======== Provided entries

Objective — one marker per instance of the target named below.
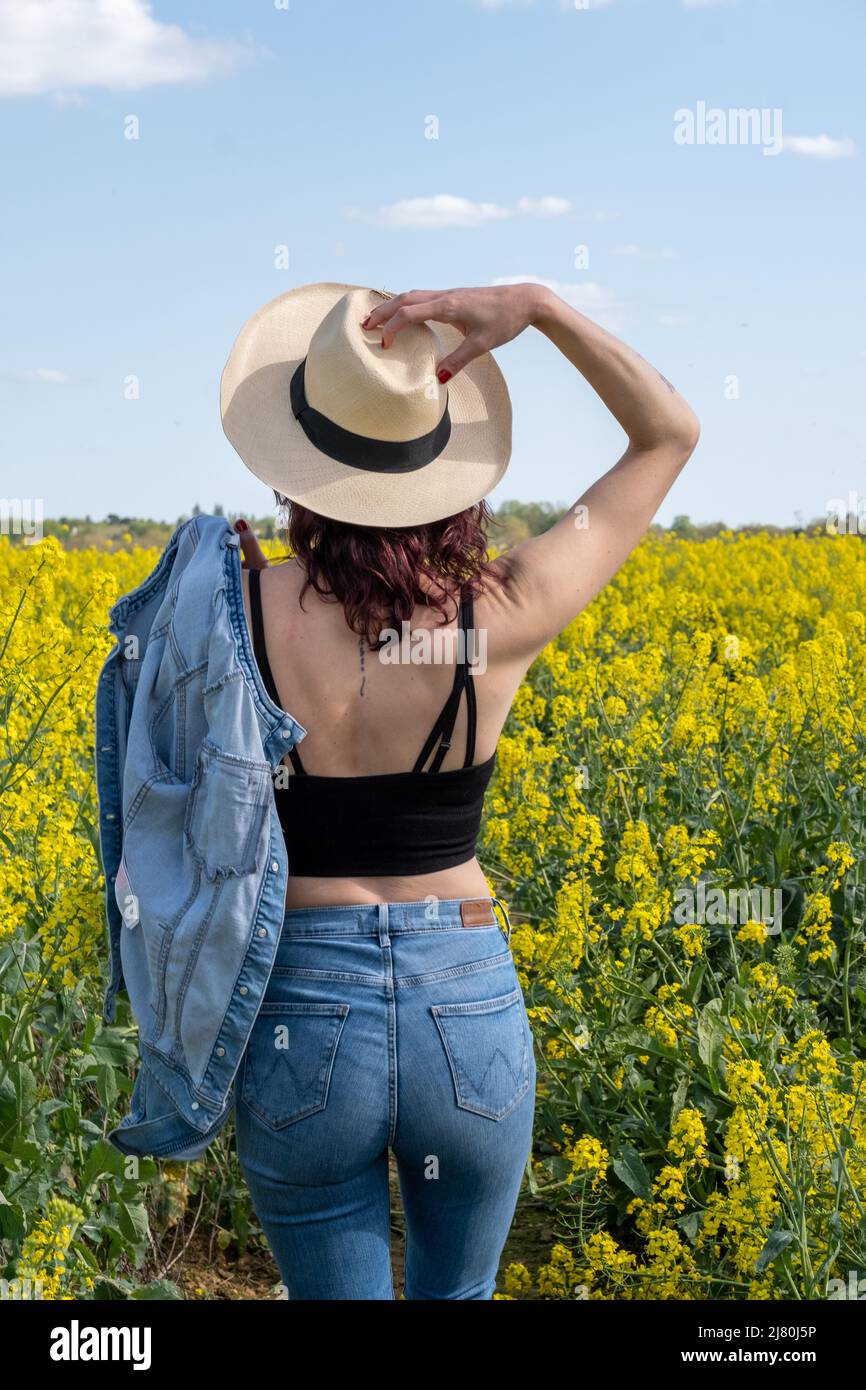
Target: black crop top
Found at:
(385, 823)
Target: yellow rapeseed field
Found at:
(676, 827)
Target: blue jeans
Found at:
(388, 1026)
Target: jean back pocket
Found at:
(227, 809)
(488, 1050)
(289, 1059)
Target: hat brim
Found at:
(257, 419)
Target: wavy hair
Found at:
(376, 571)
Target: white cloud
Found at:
(544, 206)
(437, 211)
(587, 296)
(446, 210)
(641, 253)
(819, 146)
(50, 374)
(60, 46)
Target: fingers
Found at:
(253, 556)
(469, 349)
(417, 306)
(384, 310)
(416, 313)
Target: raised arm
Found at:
(549, 578)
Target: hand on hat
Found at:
(252, 555)
(487, 317)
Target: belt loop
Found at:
(508, 923)
(382, 908)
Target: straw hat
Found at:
(328, 417)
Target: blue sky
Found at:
(738, 274)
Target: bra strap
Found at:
(445, 724)
(262, 656)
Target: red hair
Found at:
(374, 571)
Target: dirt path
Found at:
(207, 1273)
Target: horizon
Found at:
(192, 170)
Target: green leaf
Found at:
(711, 1034)
(159, 1289)
(631, 1171)
(132, 1221)
(777, 1241)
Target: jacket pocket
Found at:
(225, 811)
(488, 1050)
(289, 1059)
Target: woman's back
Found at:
(370, 713)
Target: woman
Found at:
(394, 1016)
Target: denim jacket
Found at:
(193, 856)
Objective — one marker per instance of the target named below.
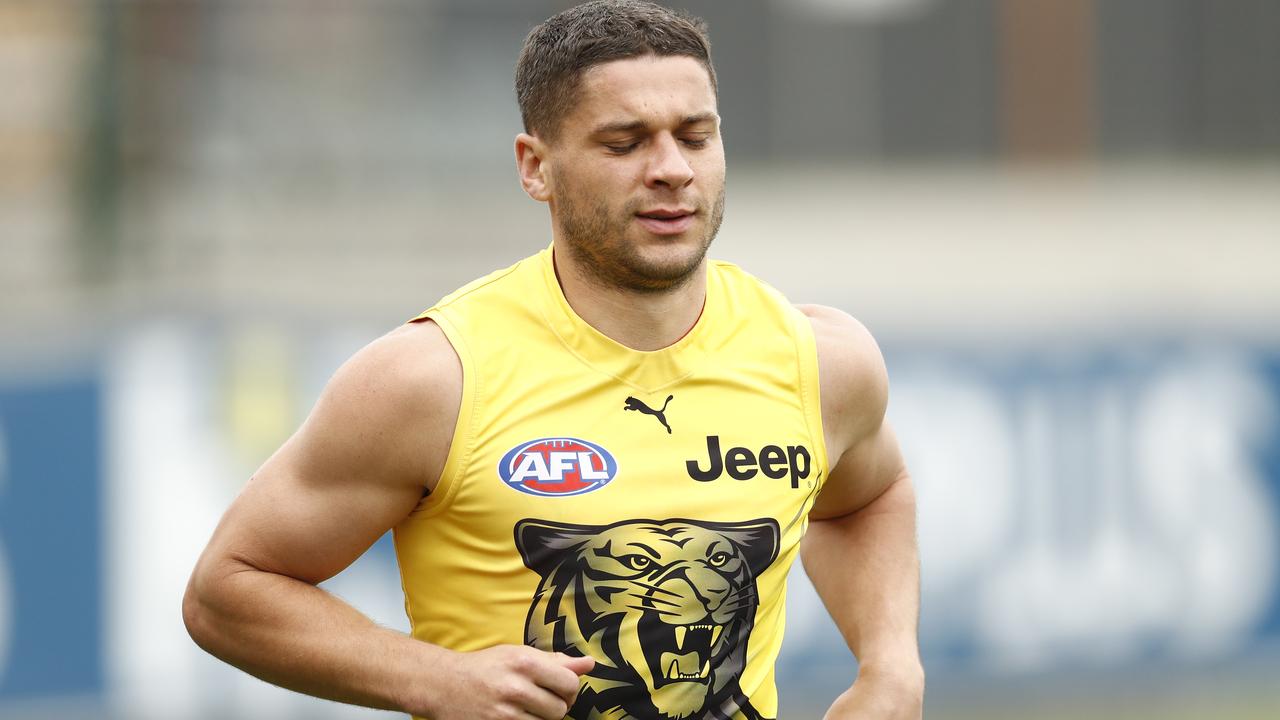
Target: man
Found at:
(599, 463)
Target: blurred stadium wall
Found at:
(1061, 218)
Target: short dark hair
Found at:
(560, 50)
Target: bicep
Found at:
(854, 383)
(352, 472)
(862, 474)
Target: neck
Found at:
(640, 320)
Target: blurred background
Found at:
(1061, 219)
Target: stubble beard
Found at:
(597, 240)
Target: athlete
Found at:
(599, 463)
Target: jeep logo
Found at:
(741, 464)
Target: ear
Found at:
(543, 543)
(531, 167)
(757, 540)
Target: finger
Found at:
(558, 679)
(580, 665)
(545, 705)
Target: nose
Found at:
(668, 165)
(709, 586)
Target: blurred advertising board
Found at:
(1098, 507)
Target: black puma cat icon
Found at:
(634, 404)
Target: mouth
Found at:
(684, 652)
(664, 220)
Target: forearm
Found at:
(865, 568)
(297, 636)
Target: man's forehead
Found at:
(645, 90)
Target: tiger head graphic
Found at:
(664, 606)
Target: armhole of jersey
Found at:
(810, 392)
(460, 445)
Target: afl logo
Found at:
(557, 466)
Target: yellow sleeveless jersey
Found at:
(640, 507)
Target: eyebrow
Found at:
(631, 126)
(645, 547)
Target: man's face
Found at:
(636, 173)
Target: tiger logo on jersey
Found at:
(664, 606)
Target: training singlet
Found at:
(640, 507)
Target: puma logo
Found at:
(634, 404)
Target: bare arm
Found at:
(860, 550)
(375, 442)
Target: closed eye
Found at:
(636, 561)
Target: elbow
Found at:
(195, 613)
(199, 607)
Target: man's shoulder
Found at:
(850, 369)
(403, 374)
(489, 287)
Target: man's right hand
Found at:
(508, 682)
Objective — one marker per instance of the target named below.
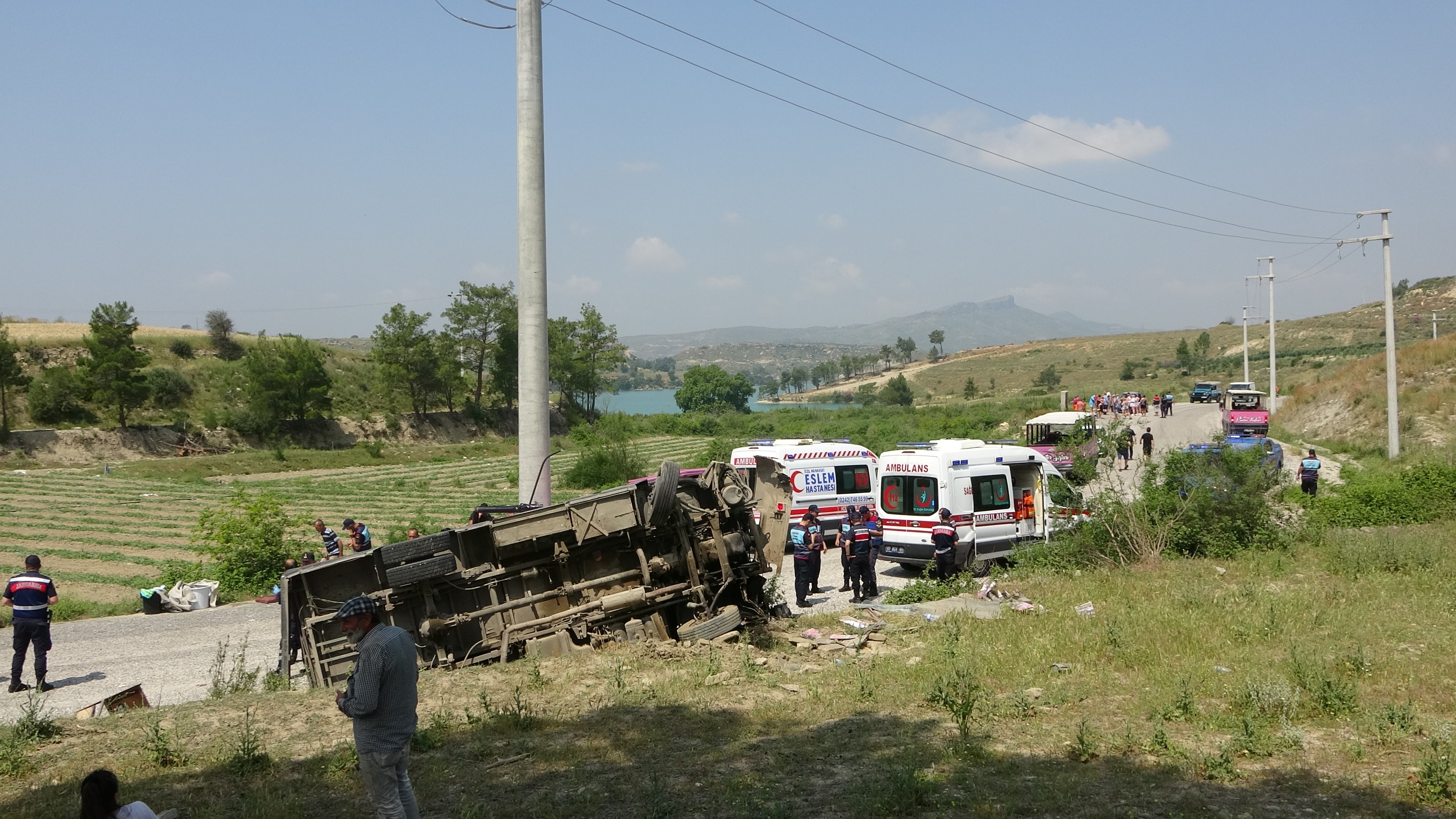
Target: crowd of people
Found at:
(1125, 404)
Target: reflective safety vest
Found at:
(31, 594)
(800, 540)
(944, 538)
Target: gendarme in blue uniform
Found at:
(30, 595)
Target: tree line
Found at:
(468, 365)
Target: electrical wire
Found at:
(472, 22)
(806, 108)
(948, 136)
(871, 55)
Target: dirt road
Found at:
(171, 655)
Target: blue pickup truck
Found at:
(1206, 392)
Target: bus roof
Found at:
(1061, 419)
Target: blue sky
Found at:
(284, 161)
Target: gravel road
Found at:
(171, 655)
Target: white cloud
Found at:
(723, 282)
(583, 285)
(833, 276)
(650, 254)
(1039, 146)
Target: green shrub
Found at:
(57, 397)
(246, 541)
(169, 388)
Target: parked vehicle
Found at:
(1246, 414)
(1057, 435)
(995, 492)
(1206, 392)
(832, 474)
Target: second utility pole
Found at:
(1392, 407)
(1273, 362)
(533, 433)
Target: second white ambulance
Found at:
(832, 474)
(996, 494)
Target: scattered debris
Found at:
(507, 761)
(123, 700)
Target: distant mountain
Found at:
(966, 326)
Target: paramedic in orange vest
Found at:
(943, 537)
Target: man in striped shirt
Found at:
(382, 700)
(943, 537)
(331, 540)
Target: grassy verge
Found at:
(1265, 684)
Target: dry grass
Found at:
(71, 333)
(1190, 694)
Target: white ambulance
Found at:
(833, 474)
(995, 492)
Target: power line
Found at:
(948, 136)
(1036, 124)
(806, 108)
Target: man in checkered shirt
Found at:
(382, 701)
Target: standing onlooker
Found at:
(331, 540)
(943, 537)
(100, 792)
(858, 550)
(31, 595)
(360, 537)
(877, 538)
(382, 701)
(803, 554)
(1310, 474)
(816, 549)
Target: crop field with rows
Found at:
(105, 537)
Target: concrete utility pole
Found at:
(1392, 409)
(1273, 359)
(1246, 343)
(530, 196)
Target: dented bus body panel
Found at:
(632, 563)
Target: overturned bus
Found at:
(678, 556)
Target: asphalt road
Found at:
(171, 655)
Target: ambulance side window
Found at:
(852, 480)
(924, 497)
(893, 492)
(991, 493)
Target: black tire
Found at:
(663, 502)
(420, 570)
(407, 551)
(714, 627)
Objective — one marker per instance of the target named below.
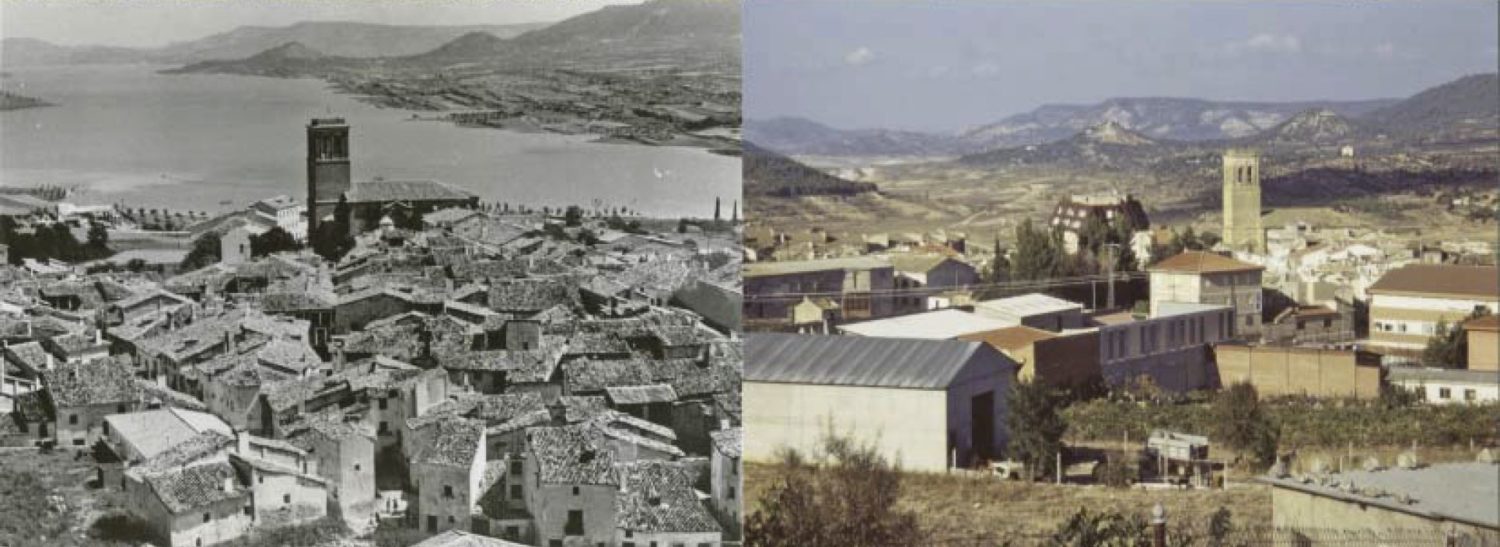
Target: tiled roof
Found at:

================

● Description of the task
The records above must be echoed exactly, minus their pictures.

● Answer to the exercise
Objective — one marker per instance of the target named below.
Target: black crop top
Found at:
(385, 823)
Target: yellow rapeseed field
Found at:
(676, 827)
Target: blue jeans
Found at:
(388, 1026)
Target: jean back pocket
Found at:
(227, 809)
(488, 1050)
(289, 1059)
Target: hat brim
Found at:
(257, 419)
Target: wavy hair
Found at:
(376, 571)
Target: white cloud
Found at:
(544, 206)
(437, 211)
(587, 296)
(446, 210)
(641, 253)
(819, 146)
(50, 374)
(60, 46)
Target: fingers
Found at:
(253, 556)
(469, 349)
(417, 306)
(384, 310)
(416, 313)
Target: raised arm
Found at:
(549, 578)
Target: hand on hat
Found at:
(252, 555)
(487, 317)
Target: belt loop
Found at:
(508, 923)
(382, 908)
Target: straw hat
Found at:
(328, 417)
Target: blue sky
Found at:
(738, 274)
Target: bra strap
Found at:
(445, 724)
(262, 656)
Target: red hair
Found at:
(374, 571)
Target: dirt path
Found at:
(207, 1273)
Target: horizon
Found at:
(192, 170)
Target: green leaf
Found at:
(711, 1034)
(159, 1289)
(631, 1171)
(132, 1221)
(777, 1241)
Target: jacket pocket
Found at:
(225, 811)
(488, 1050)
(289, 1059)
Target: woman's back
Found at:
(370, 713)
Target: woman
Found at:
(394, 1016)
Target: denim jacket
Found at:
(193, 856)
Objective — one marker per instance of the target named below.
Target: man
Found at:
(599, 463)
Target: blurred stadium wall
Found at:
(1061, 218)
Target: short dark hair
Found at:
(560, 50)
Target: bicep
Found at:
(854, 383)
(352, 472)
(862, 474)
Target: neck
Found at:
(640, 320)
Target: blurred background
Found at:
(1061, 219)
Target: stubble beard
Found at:
(597, 240)
Target: athlete
Found at:
(599, 463)
Target: jeep logo
Found at:
(741, 464)
Target: ear
Found at:
(543, 543)
(531, 167)
(757, 540)
Target: finger
Found at:
(558, 679)
(580, 665)
(545, 705)
Target: nose
Found at:
(668, 165)
(709, 586)
Target: blurred advertising board
Found at:
(1098, 507)
Target: black puma cat icon
Found at:
(634, 404)
Target: mouth
Found at:
(684, 652)
(664, 220)
Target: forearm
Found at:
(865, 568)
(297, 636)
Target: man's forehead
Found at:
(645, 90)
Target: tiger head graphic
Found at:
(664, 606)
Target: armhole of jersey
Found at:
(810, 392)
(460, 445)
Target: afl logo
Found at:
(557, 466)
Target: yellow sleeveless jersey
Found at:
(640, 507)
Target: eyebrow
Found at:
(631, 126)
(645, 547)
Target: man's face
Found at:
(636, 173)
Target: tiger logo on jersey
Found at:
(664, 606)
Target: training singlet
Found at:
(640, 507)
Target: puma logo
Found at:
(634, 404)
Target: bare arm
Found at:
(860, 550)
(375, 442)
Target: closed eye
Found at:
(636, 561)
Target: elbow
Found at:
(195, 613)
(199, 607)
Target: man's shoulder
Found at:
(850, 369)
(403, 374)
(489, 287)
Target: man's right hand
Found at:
(508, 682)
Objective — one marker per instance of the target named below.
Target: crowd of people
Found at:
(1125, 404)
Target: reflective safety vest
Found at:
(31, 594)
(800, 540)
(944, 538)
Target: gendarme in blue uniform
Found at:
(30, 595)
Target: tree line
Found at:
(468, 365)
Target: electrical wire
Found at:
(472, 22)
(806, 108)
(948, 136)
(871, 55)
Target: dirt road
Found at:
(171, 655)
Target: blue pickup truck
Found at:
(1206, 392)
Target: bus roof
Found at:
(1061, 419)
Target: blue sky
Found at:
(284, 161)
Target: gravel road
Found at:
(171, 655)
Target: white cloud
Found at:
(723, 282)
(583, 285)
(833, 276)
(650, 254)
(1039, 146)
Target: green shrub
Found at:
(57, 397)
(246, 541)
(169, 388)
Target: parked vehicle
Found at:
(1246, 414)
(1057, 435)
(995, 492)
(1206, 392)
(832, 474)
Target: second utility pole
Found at:
(1392, 407)
(1273, 362)
(533, 433)
Target: second white ambulance
Found at:
(832, 474)
(996, 494)
Target: scattered debris
Found at:
(507, 761)
(123, 700)
Target: distant mountain
Found at:
(966, 326)
Target: paramedic in orange vest
Found at:
(943, 537)
Target: man in striped shirt
Found at:
(382, 700)
(943, 537)
(331, 540)
Target: grassy verge
Found at:
(1265, 684)
Target: dry grass
Found at:
(71, 333)
(1190, 694)
Target: white ambulance
Found at:
(833, 474)
(995, 492)
Target: power line
Found at:
(948, 136)
(1036, 124)
(806, 108)
Target: man in checkered shirt
Found at:
(382, 701)
Target: standing onlooker
Found at:
(331, 540)
(943, 537)
(100, 792)
(858, 550)
(31, 595)
(360, 537)
(877, 538)
(382, 701)
(803, 554)
(1310, 474)
(816, 549)
Target: crop field with rows
Found at:
(105, 537)
Target: concrete utility pole
Found at:
(1392, 409)
(1273, 359)
(1246, 343)
(530, 196)
Target: dented bus body panel
Found at:
(632, 563)
Target: overturned bus
Found at:
(678, 556)
Target: asphalt road
Found at:
(171, 655)
Target: ambulance side window
Found at:
(852, 480)
(924, 497)
(893, 492)
(991, 493)
Target: black tire
Found at:
(663, 502)
(420, 570)
(407, 551)
(714, 627)
Objective — one marker per instance of the target named below.
Target: tiled roof
Found at:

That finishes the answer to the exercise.